SET EXERCISE: Locate each line in the listing below that contains the string "ground", and copy every such line.

Saved data entries:
_ _ _ _ _ _ _
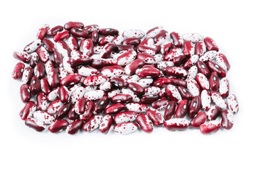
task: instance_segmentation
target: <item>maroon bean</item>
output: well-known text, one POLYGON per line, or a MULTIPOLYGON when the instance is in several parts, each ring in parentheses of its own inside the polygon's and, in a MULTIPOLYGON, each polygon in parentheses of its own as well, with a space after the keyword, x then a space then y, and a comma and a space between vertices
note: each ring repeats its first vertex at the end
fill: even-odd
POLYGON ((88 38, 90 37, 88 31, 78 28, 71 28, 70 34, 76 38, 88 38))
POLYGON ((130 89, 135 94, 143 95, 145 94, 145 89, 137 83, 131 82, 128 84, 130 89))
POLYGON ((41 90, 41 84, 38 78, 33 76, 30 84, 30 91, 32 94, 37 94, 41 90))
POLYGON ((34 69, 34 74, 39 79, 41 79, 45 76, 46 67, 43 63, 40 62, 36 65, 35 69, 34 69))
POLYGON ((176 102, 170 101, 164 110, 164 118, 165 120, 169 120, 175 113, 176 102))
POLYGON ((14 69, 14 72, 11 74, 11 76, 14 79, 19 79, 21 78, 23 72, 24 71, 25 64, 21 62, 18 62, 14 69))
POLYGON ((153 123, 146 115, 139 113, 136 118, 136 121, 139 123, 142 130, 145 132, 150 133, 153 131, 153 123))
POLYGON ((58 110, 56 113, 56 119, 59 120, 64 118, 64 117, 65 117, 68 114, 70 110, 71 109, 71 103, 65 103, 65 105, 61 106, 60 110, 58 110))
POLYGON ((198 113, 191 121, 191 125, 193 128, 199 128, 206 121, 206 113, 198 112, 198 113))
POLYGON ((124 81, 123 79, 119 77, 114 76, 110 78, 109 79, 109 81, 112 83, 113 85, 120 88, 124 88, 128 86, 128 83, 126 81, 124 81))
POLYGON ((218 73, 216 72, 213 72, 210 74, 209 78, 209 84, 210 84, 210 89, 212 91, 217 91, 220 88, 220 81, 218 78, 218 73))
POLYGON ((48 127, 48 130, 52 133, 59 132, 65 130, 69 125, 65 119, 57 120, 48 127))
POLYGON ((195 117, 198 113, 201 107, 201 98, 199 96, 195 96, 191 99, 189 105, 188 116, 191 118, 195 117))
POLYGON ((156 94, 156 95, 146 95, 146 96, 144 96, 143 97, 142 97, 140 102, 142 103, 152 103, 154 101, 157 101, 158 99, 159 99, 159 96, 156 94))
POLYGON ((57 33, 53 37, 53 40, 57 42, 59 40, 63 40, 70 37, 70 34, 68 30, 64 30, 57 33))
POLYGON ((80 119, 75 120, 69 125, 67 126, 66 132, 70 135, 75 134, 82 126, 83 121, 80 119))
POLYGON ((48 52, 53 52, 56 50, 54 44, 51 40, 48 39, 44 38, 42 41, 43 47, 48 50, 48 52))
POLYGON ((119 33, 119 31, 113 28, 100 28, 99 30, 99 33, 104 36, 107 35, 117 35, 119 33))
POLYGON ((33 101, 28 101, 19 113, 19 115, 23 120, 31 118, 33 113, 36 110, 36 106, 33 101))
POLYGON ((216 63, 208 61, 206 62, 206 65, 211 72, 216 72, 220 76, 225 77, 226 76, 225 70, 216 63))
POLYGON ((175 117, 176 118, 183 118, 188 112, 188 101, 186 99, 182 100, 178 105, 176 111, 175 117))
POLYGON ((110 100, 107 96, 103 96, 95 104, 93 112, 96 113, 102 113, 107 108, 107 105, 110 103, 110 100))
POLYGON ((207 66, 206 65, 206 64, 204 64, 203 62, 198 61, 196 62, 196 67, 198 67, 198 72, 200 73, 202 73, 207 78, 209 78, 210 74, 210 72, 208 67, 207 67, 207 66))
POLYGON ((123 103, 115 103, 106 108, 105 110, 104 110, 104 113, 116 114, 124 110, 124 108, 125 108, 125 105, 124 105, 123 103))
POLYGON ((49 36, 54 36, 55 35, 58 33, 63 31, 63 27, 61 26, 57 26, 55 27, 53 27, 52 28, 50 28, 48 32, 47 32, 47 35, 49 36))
_ _ _ _ _ _ _
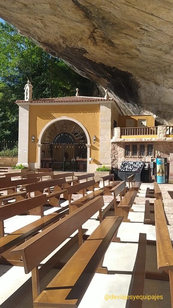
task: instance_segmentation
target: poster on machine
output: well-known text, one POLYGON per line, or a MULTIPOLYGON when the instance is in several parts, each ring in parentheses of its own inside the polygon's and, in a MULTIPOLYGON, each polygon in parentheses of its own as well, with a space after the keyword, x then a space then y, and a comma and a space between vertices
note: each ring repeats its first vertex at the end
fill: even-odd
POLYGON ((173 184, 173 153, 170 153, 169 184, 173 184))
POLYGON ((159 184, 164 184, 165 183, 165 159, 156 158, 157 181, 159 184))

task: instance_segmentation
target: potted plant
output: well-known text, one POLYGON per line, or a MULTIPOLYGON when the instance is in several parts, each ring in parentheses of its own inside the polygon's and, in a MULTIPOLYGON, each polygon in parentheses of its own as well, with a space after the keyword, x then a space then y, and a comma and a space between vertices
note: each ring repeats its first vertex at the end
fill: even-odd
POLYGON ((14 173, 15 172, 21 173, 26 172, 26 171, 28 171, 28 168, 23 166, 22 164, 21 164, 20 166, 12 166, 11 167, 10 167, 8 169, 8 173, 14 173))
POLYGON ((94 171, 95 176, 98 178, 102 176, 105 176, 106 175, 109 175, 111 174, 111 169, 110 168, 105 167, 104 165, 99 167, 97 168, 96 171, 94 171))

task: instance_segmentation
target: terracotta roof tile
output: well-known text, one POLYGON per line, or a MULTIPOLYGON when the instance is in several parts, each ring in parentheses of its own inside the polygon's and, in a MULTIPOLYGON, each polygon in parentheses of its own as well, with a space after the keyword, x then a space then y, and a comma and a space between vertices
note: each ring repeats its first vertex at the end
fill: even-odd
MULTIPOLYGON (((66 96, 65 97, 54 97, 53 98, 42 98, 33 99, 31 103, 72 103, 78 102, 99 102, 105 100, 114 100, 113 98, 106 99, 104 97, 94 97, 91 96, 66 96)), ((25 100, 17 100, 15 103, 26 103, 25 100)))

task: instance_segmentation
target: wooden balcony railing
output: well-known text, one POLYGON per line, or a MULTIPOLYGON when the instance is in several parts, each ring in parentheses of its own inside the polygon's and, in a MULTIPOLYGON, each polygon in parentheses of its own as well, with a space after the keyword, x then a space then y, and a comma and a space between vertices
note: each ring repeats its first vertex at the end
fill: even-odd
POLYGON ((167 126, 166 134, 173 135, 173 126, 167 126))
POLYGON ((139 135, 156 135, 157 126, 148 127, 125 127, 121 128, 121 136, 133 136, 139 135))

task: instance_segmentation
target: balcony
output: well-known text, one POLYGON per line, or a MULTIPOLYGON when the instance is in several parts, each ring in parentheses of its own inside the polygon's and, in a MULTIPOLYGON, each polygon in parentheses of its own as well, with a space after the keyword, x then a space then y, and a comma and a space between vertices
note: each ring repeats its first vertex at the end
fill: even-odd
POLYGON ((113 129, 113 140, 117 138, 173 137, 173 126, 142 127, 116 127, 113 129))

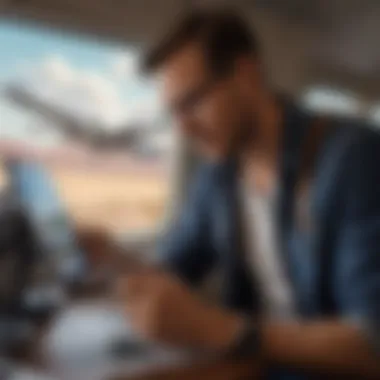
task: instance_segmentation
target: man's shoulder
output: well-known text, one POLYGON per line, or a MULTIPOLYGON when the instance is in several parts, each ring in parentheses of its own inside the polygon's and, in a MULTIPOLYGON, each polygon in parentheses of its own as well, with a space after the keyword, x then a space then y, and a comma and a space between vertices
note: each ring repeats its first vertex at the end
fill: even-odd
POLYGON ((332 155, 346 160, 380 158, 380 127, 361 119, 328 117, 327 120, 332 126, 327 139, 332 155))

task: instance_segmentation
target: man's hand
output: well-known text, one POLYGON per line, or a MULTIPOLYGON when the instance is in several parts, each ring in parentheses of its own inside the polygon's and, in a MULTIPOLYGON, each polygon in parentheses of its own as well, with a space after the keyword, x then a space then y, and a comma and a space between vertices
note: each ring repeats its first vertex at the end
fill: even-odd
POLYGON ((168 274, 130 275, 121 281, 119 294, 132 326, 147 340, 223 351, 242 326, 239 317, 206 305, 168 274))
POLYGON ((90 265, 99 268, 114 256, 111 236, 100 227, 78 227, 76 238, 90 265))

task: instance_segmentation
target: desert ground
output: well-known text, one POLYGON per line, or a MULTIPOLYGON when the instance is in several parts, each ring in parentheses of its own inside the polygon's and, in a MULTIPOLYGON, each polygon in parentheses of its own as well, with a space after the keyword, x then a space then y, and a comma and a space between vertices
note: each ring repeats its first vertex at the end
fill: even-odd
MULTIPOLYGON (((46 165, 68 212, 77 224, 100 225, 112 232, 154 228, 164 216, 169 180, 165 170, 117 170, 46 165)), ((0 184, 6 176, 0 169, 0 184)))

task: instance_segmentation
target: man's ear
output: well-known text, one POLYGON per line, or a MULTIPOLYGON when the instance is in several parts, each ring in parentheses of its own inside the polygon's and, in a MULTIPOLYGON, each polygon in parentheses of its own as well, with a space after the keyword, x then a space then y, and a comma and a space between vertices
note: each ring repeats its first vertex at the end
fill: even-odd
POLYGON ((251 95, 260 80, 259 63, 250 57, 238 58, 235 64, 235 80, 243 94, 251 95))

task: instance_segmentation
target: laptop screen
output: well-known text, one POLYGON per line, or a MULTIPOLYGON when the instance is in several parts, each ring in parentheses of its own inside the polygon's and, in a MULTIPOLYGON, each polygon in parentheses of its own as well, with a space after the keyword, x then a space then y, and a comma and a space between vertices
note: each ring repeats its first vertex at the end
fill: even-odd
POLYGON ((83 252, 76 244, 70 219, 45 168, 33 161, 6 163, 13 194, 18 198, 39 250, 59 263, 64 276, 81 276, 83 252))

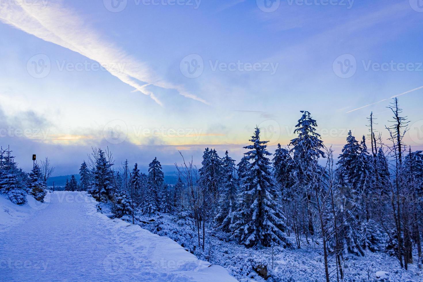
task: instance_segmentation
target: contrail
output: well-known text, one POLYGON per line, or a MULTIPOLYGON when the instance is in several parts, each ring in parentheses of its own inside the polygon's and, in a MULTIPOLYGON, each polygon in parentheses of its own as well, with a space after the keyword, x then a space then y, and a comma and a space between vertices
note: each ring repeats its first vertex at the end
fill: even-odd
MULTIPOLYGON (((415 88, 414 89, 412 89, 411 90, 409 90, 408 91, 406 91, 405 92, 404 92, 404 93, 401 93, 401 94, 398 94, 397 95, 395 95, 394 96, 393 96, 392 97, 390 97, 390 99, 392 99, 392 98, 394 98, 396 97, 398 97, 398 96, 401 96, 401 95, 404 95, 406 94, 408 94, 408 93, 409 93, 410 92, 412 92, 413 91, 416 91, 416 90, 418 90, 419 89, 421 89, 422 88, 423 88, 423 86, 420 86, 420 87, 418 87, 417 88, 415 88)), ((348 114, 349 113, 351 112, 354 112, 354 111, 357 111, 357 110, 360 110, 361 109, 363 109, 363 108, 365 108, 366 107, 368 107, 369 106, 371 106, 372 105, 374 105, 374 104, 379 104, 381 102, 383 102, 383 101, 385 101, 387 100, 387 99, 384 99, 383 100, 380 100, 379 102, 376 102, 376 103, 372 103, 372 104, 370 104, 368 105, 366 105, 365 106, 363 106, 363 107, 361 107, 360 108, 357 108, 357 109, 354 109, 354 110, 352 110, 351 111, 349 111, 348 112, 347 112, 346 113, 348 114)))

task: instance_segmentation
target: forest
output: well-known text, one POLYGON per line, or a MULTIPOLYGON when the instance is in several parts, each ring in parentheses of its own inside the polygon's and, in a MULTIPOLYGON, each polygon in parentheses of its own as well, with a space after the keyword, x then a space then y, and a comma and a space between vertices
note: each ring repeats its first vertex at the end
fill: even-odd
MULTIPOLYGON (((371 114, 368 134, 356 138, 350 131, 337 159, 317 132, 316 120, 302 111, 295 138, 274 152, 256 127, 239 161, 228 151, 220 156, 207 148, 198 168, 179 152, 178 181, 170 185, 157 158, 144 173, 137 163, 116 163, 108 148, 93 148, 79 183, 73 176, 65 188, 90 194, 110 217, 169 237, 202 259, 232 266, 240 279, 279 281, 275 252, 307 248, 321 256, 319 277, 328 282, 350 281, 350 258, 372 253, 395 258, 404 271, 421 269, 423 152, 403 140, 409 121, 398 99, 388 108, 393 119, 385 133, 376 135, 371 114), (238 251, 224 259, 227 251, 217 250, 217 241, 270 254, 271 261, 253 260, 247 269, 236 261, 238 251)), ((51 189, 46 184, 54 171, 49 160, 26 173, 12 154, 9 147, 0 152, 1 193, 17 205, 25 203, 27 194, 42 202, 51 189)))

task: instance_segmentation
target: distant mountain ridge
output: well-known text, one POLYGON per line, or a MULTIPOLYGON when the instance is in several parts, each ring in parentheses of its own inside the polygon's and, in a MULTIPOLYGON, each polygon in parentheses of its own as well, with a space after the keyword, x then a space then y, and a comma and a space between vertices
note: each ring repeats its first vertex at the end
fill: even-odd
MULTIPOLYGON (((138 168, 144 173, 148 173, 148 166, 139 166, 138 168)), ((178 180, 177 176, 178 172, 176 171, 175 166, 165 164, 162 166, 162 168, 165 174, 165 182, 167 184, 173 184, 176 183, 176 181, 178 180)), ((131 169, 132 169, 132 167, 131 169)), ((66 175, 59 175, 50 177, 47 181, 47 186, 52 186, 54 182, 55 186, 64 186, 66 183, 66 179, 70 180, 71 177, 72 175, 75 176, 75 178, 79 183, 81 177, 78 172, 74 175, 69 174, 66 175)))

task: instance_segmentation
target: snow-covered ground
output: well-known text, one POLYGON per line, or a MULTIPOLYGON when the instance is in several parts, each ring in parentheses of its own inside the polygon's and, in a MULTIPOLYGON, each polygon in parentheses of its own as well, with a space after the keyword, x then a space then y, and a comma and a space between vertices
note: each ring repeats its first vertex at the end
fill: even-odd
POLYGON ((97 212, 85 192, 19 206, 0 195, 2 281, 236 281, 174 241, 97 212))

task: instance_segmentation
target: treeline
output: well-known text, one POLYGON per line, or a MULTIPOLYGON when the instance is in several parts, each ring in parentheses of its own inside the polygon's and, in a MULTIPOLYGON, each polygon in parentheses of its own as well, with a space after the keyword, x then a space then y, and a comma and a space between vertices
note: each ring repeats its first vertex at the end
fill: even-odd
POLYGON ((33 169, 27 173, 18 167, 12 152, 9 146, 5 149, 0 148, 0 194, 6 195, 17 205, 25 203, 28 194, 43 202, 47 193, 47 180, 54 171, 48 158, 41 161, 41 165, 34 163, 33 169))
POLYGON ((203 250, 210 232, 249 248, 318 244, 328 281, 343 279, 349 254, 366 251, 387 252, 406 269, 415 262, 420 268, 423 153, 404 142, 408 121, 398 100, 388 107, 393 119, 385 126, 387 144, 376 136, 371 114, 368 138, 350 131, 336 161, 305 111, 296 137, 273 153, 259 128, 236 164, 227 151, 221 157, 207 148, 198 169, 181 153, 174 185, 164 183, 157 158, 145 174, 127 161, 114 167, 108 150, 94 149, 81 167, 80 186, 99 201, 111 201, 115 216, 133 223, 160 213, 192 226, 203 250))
_ _ _ _ _ _ _
TASK ANSWER:
target: desert ground
target: snow-covered ground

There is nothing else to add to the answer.